— begin Provided entries —

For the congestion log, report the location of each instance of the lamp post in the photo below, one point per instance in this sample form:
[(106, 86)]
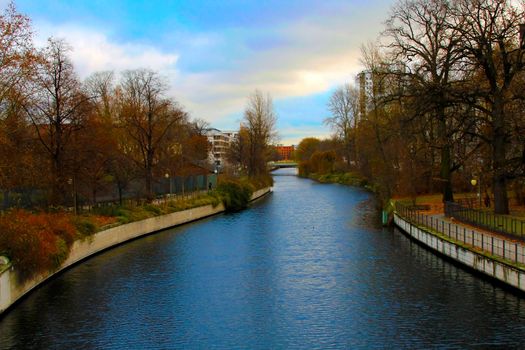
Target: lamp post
[(71, 181), (475, 182), (167, 176)]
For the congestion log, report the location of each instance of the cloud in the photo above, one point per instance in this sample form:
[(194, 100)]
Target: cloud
[(212, 74), (92, 51)]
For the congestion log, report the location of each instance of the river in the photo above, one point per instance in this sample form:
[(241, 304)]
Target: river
[(306, 267)]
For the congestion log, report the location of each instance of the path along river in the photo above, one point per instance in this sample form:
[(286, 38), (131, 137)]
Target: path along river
[(303, 268)]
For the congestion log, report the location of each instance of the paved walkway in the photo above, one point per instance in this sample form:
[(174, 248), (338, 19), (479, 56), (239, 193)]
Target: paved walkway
[(512, 250)]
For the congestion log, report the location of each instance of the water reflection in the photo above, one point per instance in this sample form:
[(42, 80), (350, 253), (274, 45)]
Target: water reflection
[(303, 268)]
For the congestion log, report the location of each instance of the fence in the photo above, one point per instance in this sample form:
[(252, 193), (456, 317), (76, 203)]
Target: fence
[(496, 246), (506, 225), (133, 194)]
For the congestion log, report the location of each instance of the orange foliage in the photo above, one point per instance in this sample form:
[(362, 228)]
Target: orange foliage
[(35, 242)]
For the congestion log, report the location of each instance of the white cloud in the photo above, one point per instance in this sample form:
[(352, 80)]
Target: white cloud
[(315, 54), (92, 51)]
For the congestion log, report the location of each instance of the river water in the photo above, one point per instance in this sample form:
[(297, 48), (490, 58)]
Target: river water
[(306, 267)]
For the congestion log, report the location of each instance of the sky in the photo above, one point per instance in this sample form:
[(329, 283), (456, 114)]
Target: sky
[(215, 53)]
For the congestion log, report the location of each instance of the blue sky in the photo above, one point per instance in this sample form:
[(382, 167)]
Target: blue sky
[(215, 53)]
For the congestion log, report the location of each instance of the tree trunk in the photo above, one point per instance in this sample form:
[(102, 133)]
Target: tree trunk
[(501, 201), (445, 166)]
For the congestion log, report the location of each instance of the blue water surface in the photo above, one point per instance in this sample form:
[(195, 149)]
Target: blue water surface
[(306, 267)]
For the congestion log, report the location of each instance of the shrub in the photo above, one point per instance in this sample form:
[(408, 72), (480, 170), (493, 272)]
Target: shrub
[(85, 226), (235, 195), (36, 242)]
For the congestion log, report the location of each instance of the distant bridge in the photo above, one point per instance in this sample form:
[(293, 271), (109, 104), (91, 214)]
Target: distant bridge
[(279, 165)]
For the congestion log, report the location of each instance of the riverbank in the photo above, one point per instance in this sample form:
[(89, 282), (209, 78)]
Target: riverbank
[(494, 257), (12, 290), (349, 179)]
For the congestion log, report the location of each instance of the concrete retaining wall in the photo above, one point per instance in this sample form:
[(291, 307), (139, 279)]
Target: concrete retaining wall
[(498, 270), (11, 290)]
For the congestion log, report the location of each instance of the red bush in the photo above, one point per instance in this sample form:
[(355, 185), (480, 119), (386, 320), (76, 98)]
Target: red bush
[(35, 242)]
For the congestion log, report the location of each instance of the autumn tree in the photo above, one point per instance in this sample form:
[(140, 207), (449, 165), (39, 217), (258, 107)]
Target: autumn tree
[(57, 108), (148, 117), (259, 121), (344, 106), (237, 153), (427, 56), (17, 54), (494, 58)]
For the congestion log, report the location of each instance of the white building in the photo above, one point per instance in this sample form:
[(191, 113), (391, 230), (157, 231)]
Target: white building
[(220, 142)]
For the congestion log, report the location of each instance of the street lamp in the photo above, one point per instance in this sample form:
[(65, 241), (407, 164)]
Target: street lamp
[(167, 176), (71, 182), (475, 182)]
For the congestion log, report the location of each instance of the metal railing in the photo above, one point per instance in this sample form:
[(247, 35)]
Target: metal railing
[(496, 246), (503, 224)]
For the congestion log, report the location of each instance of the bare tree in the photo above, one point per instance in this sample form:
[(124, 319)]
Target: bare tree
[(344, 106), (57, 109), (17, 55), (148, 118), (259, 121), (426, 53), (494, 58)]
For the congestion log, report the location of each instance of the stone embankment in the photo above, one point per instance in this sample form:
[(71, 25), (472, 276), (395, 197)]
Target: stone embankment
[(506, 271), (11, 290)]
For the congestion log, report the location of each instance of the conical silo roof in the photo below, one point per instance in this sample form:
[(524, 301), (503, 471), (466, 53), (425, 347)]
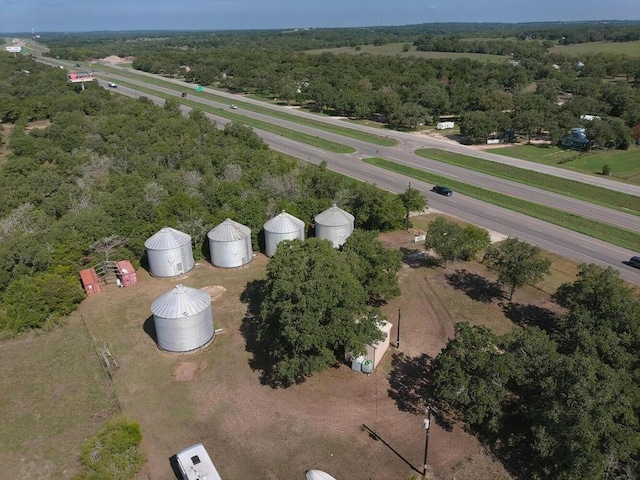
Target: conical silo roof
[(166, 239), (180, 302), (229, 231), (283, 223), (334, 216)]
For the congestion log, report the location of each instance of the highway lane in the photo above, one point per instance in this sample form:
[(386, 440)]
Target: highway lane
[(415, 141), (575, 246), (401, 155)]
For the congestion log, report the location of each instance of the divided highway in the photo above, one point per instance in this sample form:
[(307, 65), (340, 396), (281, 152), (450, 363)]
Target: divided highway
[(565, 242)]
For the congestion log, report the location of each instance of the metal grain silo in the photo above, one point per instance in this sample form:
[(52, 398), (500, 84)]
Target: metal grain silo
[(281, 227), (334, 224), (169, 253), (230, 244), (183, 319)]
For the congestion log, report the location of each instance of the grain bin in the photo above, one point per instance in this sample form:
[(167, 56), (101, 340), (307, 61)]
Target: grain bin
[(230, 244), (281, 227), (169, 253), (334, 224), (183, 319)]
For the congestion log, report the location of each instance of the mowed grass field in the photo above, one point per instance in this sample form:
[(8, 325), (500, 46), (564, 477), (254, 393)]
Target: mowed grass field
[(52, 384), (623, 48), (624, 163), (54, 395), (396, 49)]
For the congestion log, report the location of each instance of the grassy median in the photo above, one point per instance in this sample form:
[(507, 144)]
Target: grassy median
[(581, 191), (614, 235), (322, 143)]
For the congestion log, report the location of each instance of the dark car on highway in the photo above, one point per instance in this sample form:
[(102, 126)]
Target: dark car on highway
[(443, 190)]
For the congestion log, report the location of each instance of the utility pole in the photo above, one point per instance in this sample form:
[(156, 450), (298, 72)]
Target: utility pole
[(408, 206), (427, 424)]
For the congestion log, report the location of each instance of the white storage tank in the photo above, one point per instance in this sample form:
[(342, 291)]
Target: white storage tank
[(281, 227), (169, 253), (183, 319), (230, 244), (334, 224)]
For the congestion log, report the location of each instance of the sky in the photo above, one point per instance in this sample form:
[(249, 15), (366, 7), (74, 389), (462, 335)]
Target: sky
[(93, 15)]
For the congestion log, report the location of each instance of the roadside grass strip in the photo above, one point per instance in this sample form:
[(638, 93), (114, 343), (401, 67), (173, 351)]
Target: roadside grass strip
[(283, 132), (610, 234), (582, 191), (327, 127)]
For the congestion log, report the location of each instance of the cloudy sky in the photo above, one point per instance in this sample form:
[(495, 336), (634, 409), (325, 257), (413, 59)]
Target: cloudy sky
[(90, 15)]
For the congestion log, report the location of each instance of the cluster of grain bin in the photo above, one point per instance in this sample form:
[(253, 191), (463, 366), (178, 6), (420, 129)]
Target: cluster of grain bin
[(183, 319), (334, 224), (281, 227), (230, 244)]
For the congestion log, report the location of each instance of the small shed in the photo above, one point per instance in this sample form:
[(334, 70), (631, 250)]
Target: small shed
[(334, 224), (230, 244), (90, 281), (281, 227), (126, 273), (376, 351)]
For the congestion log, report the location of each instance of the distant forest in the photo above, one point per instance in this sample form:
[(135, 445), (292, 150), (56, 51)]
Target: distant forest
[(531, 91), (98, 167)]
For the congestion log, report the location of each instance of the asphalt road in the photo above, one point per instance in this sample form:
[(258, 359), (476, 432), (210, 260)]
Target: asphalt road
[(575, 246), (403, 154)]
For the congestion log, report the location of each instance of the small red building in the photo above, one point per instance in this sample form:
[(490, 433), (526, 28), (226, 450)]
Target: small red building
[(126, 273), (90, 281)]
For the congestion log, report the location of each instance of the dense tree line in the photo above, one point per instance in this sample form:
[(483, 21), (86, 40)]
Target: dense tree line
[(81, 46), (558, 398), (515, 48), (319, 303), (105, 165)]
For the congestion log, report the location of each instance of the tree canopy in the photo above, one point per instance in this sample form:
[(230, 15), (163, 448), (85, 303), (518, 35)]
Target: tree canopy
[(564, 401), (313, 310), (516, 263)]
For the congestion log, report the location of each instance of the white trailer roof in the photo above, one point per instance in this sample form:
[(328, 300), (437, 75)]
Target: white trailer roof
[(196, 464)]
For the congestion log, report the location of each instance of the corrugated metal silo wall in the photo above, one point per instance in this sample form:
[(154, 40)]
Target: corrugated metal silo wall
[(186, 333)]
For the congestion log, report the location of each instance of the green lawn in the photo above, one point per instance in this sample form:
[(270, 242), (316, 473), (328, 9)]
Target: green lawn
[(624, 163), (607, 233), (625, 48), (327, 127), (396, 49), (582, 191), (268, 127)]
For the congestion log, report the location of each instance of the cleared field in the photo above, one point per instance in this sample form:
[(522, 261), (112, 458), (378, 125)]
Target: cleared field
[(579, 190), (215, 396), (396, 49), (623, 48), (608, 233), (624, 163), (55, 395)]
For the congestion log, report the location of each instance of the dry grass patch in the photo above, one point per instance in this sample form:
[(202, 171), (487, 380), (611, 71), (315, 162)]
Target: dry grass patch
[(215, 397), (54, 395)]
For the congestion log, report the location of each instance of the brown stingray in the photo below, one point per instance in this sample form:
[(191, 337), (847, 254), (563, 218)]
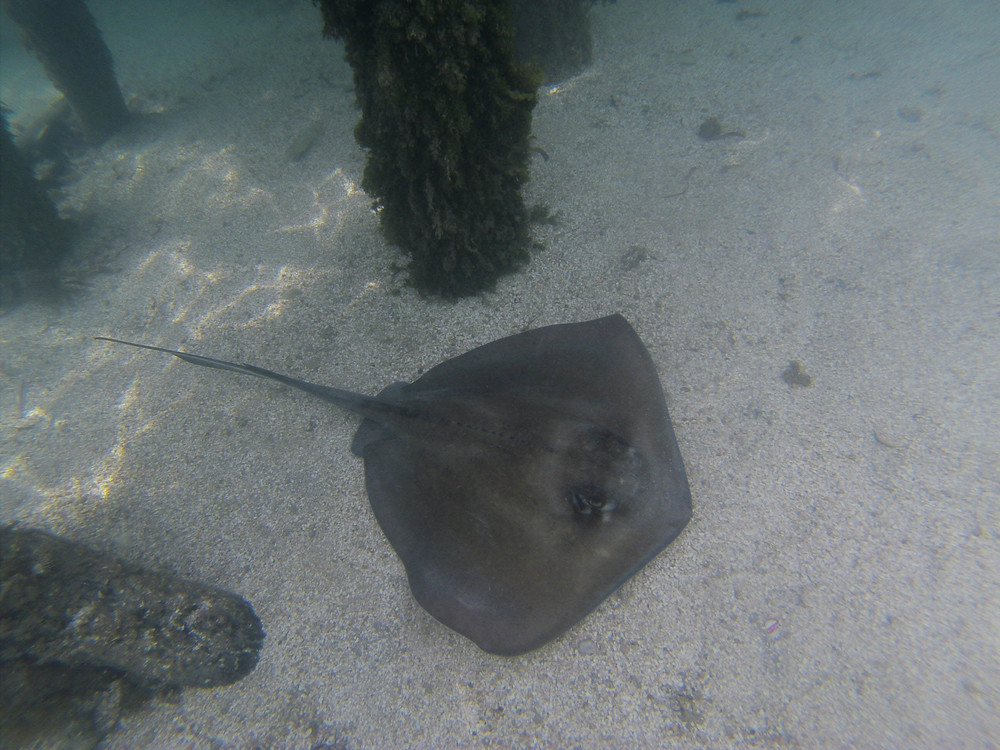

— end Provided entries —

§ Problem description: Return every line of the listing above that contains the word "utility".

§ Written solution:
For the congestion log, report the location of each instance of the utility pole in the photo above, one point per instance in this sample form:
Target: utility pole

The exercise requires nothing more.